start

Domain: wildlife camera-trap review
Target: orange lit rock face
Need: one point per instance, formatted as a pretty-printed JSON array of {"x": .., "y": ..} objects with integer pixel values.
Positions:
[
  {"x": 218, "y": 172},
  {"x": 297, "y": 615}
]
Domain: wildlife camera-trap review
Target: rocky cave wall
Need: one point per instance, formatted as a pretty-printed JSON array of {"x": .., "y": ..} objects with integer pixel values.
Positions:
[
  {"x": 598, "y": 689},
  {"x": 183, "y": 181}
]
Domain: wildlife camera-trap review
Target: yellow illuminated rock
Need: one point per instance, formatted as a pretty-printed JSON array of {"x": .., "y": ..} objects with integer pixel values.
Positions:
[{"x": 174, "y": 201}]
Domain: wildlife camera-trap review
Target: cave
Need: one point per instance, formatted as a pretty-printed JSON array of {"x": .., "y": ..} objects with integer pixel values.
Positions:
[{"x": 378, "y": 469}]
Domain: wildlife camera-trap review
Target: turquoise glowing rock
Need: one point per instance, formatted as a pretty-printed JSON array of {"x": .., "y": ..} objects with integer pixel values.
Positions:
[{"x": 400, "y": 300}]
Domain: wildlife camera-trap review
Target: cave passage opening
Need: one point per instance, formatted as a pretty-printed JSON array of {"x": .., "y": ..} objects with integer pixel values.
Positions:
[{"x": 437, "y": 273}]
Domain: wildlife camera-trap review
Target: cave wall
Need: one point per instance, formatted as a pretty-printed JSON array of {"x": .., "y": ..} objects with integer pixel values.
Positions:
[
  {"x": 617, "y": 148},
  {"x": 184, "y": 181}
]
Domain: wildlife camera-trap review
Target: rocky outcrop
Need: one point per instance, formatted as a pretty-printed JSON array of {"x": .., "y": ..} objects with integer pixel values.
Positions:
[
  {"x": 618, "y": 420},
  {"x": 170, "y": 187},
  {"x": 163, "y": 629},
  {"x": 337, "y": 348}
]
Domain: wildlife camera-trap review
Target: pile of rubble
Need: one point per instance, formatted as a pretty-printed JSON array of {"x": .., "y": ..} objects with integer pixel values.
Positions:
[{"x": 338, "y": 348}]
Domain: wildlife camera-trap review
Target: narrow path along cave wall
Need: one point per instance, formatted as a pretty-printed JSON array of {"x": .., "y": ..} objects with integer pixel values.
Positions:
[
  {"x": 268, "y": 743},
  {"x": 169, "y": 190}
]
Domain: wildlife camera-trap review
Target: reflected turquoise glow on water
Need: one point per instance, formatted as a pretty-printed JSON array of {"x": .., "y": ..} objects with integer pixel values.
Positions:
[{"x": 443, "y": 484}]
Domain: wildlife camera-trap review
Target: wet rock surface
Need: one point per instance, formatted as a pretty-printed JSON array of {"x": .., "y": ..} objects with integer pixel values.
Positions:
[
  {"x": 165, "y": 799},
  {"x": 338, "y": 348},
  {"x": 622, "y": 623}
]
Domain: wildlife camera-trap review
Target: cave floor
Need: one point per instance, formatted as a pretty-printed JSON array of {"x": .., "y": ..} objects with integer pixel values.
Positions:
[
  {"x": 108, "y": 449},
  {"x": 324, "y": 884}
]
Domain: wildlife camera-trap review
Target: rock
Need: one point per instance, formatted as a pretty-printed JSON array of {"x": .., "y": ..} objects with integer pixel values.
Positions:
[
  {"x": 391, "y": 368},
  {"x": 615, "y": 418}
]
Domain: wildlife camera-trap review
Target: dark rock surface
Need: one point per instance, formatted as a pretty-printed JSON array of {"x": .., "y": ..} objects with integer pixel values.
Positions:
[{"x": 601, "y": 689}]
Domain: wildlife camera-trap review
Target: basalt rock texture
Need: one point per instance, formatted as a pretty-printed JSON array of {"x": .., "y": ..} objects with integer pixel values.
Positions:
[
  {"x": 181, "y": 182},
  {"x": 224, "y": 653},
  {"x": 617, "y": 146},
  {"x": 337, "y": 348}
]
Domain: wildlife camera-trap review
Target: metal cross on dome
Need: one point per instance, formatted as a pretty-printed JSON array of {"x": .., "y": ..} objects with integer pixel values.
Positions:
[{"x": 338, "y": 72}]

end

Extract all of the material exactly as it is written.

Domain: wildlife camera-trap review
Target: orange lit rock face
Need: one point per instance, formatted as a pretty-printed JSON array of {"x": .., "y": ..} objects with integer pixel values.
Positions:
[
  {"x": 218, "y": 172},
  {"x": 297, "y": 615}
]
Domain: wildlife camera-trap review
Target: rocky cave wall
Need: one point per instance, formatted as a pretty-printed JSON array of {"x": .., "y": ..} objects with integer pixel values.
Positions:
[
  {"x": 598, "y": 689},
  {"x": 183, "y": 181}
]
Domain: wildlife camera-trap review
Target: yellow illuminated rock
Need: one point per instance, formatted as a pretty-printed JSON array of {"x": .., "y": ..} objects with integer pixel values.
Positions:
[{"x": 174, "y": 201}]
Domain: wildlife camera-trap review
Target: cave
Need: one point per instance, formatted as a pretty-printed JSON array of {"x": .., "y": ..} objects with integer pixel values.
Positions:
[{"x": 378, "y": 469}]
Domain: wildlife camera-trap review
Target: turquoise glowing rock
Need: one point per instance, formatted as a pretty-printed JSON array of {"x": .., "y": ..} objects with integer pixel values.
Positions:
[{"x": 400, "y": 300}]
Domain: wildlife camera-trap review
Target: cave passage opening
Need: one point per instance, formatted as a pretty-printed JSON array of {"x": .., "y": ..} objects with integer pixel values.
Positions:
[{"x": 437, "y": 273}]
Domain: wildlife camera-trap review
Target: cave wall
Need: one point per instance, formatted as a pretty-printed JSON array of {"x": .., "y": ..} objects with integer pixel values.
Positions:
[
  {"x": 617, "y": 148},
  {"x": 184, "y": 181}
]
Domain: wildlife camera-trap review
Target: rocky outcrop
Need: one point per instance, formatted as a pretty-printed JSON array of {"x": .., "y": ..} objects with integer pixel values.
Positions:
[
  {"x": 618, "y": 420},
  {"x": 170, "y": 187},
  {"x": 163, "y": 629},
  {"x": 337, "y": 348}
]
Domain: wildlife camera-trap review
Target: pile of rubble
Need: one point per instance, formatted as a pretty-printed JSON array of {"x": .., "y": ..} objects with integer pixel values.
Positions:
[{"x": 338, "y": 348}]
Domain: wildlife camera-trap review
Target: narrow path along cave wall
Need: one point per instance, formatted as a pretty-printed JSON array of {"x": .., "y": ..} objects with integer pixel values.
Positions:
[
  {"x": 268, "y": 743},
  {"x": 169, "y": 190}
]
Domain: wildlife camera-trap review
Target: reflected turquoise glow on water
Need: one point per instance, formatted as a pretty-printed JSON array of {"x": .., "y": ..} objects with integer pixel values.
Positions:
[{"x": 443, "y": 484}]
Domain: wildlife camera-trap review
Target: wet rock surface
Need: one point per instance, formatted as a pretty-printed JSON array of {"x": .., "y": ..} objects with integer pixel values.
Positions:
[
  {"x": 165, "y": 799},
  {"x": 338, "y": 348},
  {"x": 622, "y": 623}
]
Domain: wildlife camera-trap review
Target: cave floor
Need: one point per instance, formatted as a pretty-printed JSON array of {"x": .., "y": ..} objects with integer pixel values.
Positions:
[
  {"x": 108, "y": 449},
  {"x": 324, "y": 884}
]
Domain: wildlife camera-trap review
Target: rock
Need: one point per instance, formatted as a pretty-printed JSON array of {"x": .., "y": ..} objects with integer pixel values.
Positions:
[
  {"x": 391, "y": 368},
  {"x": 615, "y": 418}
]
Domain: wildlife camera-trap review
Target: dark rock surface
Need: one point per instance, formatted as a pretty-printed JSON array of {"x": .., "y": ..} objects with integer pixel values.
Positions:
[{"x": 601, "y": 689}]
Domain: wildlife camera-trap review
Target: basalt rock texture
Need: one point per instance, formatted as a pretty-printed JSON array of {"x": .., "y": ..} objects with integer pixel values.
Positions:
[
  {"x": 181, "y": 182},
  {"x": 224, "y": 653},
  {"x": 617, "y": 146},
  {"x": 337, "y": 348}
]
Domain: wildlife camera-trap review
Target: metal cross on dome
Need: one point per instance, formatted as a pretty-printed JSON array of {"x": .., "y": ..} objects with integer pixel values.
Positions:
[{"x": 338, "y": 72}]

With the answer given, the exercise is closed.